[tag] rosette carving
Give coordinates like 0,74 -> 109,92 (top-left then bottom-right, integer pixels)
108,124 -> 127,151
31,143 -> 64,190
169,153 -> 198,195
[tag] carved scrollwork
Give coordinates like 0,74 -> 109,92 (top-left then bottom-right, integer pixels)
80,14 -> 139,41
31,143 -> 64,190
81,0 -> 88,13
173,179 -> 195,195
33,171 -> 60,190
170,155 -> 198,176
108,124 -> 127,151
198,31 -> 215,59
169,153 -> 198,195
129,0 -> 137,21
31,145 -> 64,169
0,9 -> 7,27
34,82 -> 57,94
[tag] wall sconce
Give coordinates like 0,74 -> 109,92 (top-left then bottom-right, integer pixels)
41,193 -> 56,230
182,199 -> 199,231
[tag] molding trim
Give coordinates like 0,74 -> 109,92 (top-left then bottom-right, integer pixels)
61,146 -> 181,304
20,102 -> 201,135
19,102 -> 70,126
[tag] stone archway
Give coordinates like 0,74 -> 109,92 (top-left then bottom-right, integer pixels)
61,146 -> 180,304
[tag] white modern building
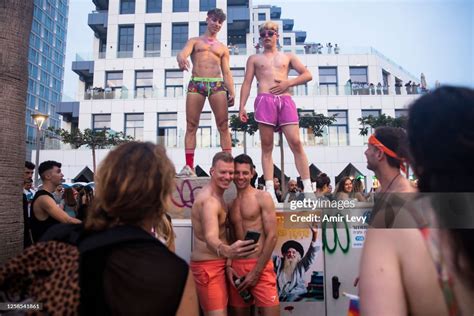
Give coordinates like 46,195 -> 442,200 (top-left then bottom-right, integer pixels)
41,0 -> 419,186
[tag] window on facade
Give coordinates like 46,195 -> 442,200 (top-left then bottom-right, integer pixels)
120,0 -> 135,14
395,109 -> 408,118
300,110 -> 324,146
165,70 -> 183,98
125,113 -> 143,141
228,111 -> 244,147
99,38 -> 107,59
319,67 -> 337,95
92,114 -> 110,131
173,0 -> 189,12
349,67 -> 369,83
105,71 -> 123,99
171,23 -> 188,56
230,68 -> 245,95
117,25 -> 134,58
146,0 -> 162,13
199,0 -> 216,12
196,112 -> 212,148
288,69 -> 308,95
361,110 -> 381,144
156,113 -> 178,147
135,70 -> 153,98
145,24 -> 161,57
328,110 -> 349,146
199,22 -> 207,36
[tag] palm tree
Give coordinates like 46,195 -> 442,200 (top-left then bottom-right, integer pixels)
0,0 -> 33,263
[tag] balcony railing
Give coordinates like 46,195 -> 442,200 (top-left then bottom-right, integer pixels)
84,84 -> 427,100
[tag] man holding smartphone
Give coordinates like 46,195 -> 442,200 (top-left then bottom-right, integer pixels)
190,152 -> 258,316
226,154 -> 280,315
━━━━━━━━━━━━━━━━━━━━
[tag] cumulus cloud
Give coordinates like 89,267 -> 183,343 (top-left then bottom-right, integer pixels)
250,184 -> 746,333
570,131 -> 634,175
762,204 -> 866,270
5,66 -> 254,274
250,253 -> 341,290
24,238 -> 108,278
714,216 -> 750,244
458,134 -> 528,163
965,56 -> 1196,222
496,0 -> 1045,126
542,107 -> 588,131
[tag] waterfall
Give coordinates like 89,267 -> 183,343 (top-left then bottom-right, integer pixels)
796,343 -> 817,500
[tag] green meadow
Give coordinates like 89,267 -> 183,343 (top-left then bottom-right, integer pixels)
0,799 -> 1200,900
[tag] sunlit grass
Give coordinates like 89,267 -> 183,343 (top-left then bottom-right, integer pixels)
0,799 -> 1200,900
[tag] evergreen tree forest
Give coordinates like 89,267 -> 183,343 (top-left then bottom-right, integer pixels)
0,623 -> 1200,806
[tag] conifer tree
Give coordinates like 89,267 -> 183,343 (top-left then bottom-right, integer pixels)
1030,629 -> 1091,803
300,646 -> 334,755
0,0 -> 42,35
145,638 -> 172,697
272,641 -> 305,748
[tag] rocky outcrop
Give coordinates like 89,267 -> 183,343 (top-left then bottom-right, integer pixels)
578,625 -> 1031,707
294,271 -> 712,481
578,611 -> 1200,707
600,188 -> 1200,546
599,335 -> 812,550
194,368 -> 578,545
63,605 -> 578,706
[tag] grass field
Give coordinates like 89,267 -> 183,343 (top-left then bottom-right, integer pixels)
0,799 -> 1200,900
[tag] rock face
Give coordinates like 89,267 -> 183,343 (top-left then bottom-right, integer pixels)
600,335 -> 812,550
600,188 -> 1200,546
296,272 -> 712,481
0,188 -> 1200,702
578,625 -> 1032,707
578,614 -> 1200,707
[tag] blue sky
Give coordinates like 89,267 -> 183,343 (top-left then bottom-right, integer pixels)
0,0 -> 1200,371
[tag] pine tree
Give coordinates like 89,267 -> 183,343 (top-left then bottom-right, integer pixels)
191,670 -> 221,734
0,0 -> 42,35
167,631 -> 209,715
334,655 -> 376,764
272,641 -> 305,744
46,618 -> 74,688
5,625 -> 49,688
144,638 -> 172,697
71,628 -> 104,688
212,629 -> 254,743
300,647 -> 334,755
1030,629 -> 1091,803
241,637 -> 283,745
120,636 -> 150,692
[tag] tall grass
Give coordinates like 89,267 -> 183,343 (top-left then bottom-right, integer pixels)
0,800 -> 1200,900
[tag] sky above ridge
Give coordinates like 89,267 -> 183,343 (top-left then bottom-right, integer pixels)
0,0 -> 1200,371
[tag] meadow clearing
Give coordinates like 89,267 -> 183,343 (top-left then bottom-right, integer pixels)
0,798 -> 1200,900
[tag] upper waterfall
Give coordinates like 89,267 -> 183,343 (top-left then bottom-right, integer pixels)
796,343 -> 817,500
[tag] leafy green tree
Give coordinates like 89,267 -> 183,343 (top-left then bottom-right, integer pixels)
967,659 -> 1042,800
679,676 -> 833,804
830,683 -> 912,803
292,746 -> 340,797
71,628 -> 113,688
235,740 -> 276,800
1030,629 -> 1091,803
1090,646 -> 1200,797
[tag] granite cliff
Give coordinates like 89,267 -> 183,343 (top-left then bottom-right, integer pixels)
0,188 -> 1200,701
━━━━━━━━━━━━━━━━━━━━
TO BE DONE: Set down everything in the data above from the line containing "[tag] stone archway" down to the line containing "41,0 -> 419,186", reproducing each line exactly. Leave the pictures out of your answer.

ANSWER:
[tag] stone archway
Give coordinates like 0,74 -> 109,92 (top-left then bottom-right, integer pixels)
61,146 -> 180,304
[tag] white modern building
Give coordinates like 46,195 -> 442,200 (top-left then bottom-right, integer pixels)
41,0 -> 419,186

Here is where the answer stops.